-- Reading passage --
GDPR Compliance for AI Automation in UK Businesses

If you are sending customer data through an AI model as part of an automated workflow, you have GDPR obligations. Most UK businesses using tools like Make, n8n, or direct API calls to OpenAI and Anthropic do not realise they are acting as data controllers with processors located outside the UK. The good news is that compliance is straightforward once you understand where your data goes and what paperwork needs to be in place.
This guide covers the specific GDPR requirements for AI automation workflows. Not SaaS tool compliance. Not chatbot privacy policies. The actual data protection steps you need when personal data flows through LLM APIs inside your business processes.
What GDPR Means When You Add AI to Business Workflows
UK GDPR still applies in full to AI automation. The core principles of lawfulness, purpose limitation, data minimisation, and accountability do not change because you are using a language model instead of a human to process information.
What changes is the supply chain. When you build an automation workflow that sends a customer email to GPT-4o for summarisation, or routes a CV through Claude for screening, you are transferring personal data to a third-party processor. That processor may be based in the US. The data may pass through servers in multiple jurisdictions before a response comes back.
You need three things in place before any personal data touches an LLM API. First, a lawful basis for processing under Article 6 of the UK GDPR. For most business automation, this will be legitimate interests. Second, a Data Processing Addendum (DPA) signed with every AI provider whose API you call. Third, updated privacy notices telling data subjects that their information is being processed by AI systems.

-- Task --
Reproduce the passage on GDPR for AI automation, everything from "GDPR Compliance for" down to "your business processes.". The lines that come next are drawn from a separate source.

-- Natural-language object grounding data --
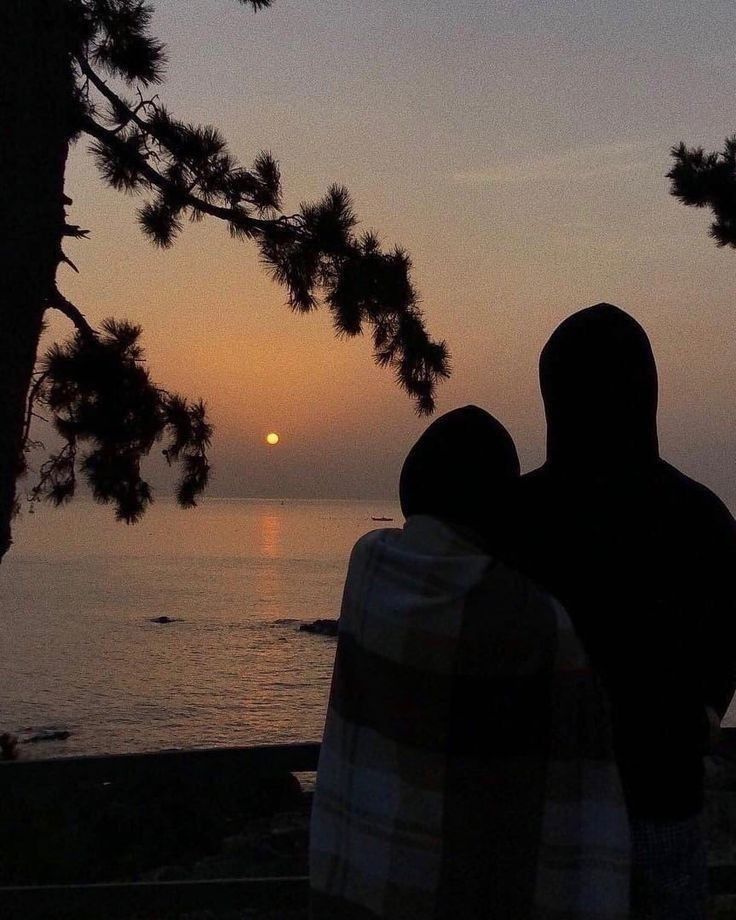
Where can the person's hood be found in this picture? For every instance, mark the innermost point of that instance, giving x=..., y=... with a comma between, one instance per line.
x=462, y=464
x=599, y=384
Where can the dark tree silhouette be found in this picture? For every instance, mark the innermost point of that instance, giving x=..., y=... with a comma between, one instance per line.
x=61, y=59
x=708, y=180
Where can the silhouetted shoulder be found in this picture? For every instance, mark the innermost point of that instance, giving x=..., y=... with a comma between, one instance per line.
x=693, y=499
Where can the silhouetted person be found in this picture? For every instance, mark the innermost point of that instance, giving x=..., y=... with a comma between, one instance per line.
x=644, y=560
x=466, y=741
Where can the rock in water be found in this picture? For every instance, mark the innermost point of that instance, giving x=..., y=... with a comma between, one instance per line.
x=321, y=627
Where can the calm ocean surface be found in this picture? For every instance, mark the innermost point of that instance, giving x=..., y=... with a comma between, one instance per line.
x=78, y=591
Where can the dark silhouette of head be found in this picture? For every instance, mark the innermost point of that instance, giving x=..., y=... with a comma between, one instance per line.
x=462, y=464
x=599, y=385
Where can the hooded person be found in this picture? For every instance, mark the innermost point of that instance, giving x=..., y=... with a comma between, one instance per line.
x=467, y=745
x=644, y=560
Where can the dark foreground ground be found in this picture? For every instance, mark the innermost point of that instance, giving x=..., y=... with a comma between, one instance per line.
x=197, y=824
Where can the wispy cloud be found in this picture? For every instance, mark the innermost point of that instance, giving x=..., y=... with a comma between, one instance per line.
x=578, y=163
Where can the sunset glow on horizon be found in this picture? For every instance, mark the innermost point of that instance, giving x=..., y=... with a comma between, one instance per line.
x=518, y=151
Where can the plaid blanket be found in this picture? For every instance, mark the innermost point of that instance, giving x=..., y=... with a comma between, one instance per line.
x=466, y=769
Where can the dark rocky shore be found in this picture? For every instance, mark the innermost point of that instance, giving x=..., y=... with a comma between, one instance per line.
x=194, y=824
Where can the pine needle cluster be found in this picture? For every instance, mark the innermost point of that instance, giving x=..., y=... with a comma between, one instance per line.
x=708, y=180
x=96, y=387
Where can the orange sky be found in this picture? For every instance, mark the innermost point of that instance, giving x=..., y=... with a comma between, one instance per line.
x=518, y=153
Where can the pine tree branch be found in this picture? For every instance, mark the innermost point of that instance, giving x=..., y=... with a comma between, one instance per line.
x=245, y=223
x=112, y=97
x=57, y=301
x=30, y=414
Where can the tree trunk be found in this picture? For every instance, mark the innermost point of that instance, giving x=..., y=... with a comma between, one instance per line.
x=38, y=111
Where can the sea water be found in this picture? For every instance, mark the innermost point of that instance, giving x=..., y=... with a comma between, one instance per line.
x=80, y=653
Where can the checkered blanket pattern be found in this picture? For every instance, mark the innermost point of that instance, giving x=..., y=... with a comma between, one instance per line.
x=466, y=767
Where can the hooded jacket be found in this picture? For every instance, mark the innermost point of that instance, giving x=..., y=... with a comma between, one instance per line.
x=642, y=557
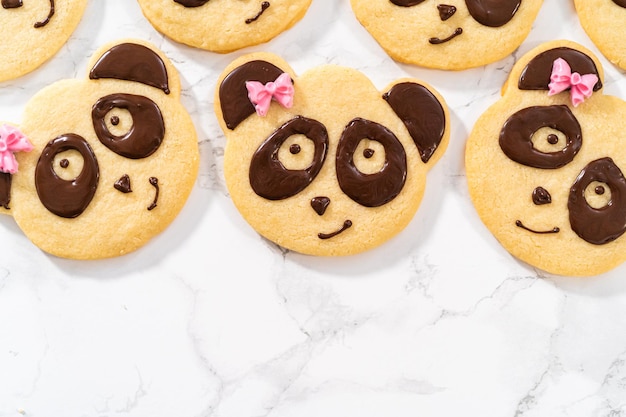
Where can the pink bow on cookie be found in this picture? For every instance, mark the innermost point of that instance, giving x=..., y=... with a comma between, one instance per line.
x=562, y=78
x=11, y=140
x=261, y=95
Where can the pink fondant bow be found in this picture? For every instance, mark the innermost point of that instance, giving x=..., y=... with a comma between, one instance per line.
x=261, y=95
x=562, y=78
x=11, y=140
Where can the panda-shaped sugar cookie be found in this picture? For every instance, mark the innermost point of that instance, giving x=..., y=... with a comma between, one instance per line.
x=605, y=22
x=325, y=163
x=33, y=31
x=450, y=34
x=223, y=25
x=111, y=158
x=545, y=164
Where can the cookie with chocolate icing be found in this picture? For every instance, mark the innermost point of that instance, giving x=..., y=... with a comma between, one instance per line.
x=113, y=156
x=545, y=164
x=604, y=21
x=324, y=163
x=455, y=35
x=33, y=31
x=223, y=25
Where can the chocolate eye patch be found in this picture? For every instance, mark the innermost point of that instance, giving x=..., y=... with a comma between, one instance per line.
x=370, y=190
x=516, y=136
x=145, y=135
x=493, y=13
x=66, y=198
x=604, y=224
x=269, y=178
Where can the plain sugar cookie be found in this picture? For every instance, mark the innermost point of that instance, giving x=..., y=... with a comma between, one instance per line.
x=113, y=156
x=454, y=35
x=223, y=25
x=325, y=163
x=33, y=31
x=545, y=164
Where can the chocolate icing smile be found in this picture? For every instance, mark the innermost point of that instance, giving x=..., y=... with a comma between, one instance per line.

-- Solution --
GDPR Compliance for AI Automation in UK Businesses

If you are sending customer data through an AI model as part of an automated workflow, you have GDPR obligations. Most UK businesses using tools like Make, n8n, or direct API calls to OpenAI and Anthropic do not realise they are acting as data controllers with processors located outside the UK. The good news is that compliance is straightforward once you understand where your data goes and what paperwork needs to be in place.
This guide covers the specific GDPR requirements for AI automation workflows. Not SaaS tool compliance. Not chatbot privacy policies. The actual data protection steps you need when personal data flows through LLM APIs inside your business processes.